- Requirement
Reproduce every one of the records below line for line, changing nothing.

^^^^^^^^

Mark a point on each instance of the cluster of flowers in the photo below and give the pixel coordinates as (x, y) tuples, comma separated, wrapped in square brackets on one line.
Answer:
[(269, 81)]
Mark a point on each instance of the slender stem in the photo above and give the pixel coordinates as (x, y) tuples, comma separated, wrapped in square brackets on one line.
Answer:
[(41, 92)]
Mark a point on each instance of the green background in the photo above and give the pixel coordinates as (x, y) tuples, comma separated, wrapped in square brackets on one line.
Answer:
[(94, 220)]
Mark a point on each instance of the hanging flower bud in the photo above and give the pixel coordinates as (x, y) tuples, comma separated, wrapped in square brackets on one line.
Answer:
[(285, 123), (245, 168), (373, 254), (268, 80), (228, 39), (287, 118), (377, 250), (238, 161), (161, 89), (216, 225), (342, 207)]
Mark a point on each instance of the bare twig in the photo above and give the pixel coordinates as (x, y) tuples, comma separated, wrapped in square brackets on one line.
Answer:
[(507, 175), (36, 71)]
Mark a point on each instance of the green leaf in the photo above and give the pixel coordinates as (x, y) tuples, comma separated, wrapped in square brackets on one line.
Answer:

^^^^^^^^

- Exercise result
Mark a point on each instance of the cluster of flowers in the photo below and give the pixel coordinates as (x, y) tuples, comma separated, wrapped in square brackets on one line.
Answer:
[(269, 81)]
Mark a point on each instance of the slender stem in the photo above and give the pixel coordinates as (x, y) tuples, comma separated, wrapped in square brackets on one line.
Answer:
[(41, 92)]
Mark a point on each instance of the green background in the photo above and give the pixel coordinates as (x, y) tuples, comma separated, wrapped in square brackets on one line.
Answer:
[(94, 220)]
Mark a point on each instance of the hanging flower bud in the photo above and give the pixel coordinates as (x, y) tuples, comma separated, wrapped in square brackets on one line.
Answer:
[(285, 123), (245, 168), (373, 254), (268, 80), (228, 39), (287, 118), (377, 250), (238, 161), (161, 89), (216, 225), (342, 207)]
Mark a point on each instance of the bare twig in the photo above and give the pixel coordinates as (x, y) tuples, comma separated, wrapped in square brackets on one line.
Answer:
[(507, 175), (36, 71)]
Mark a point on each instance of the green leaf in the photo above and give the pixel coordinates as (x, y) tuples, comma separated, wrapped in square brackets on one line.
Answer:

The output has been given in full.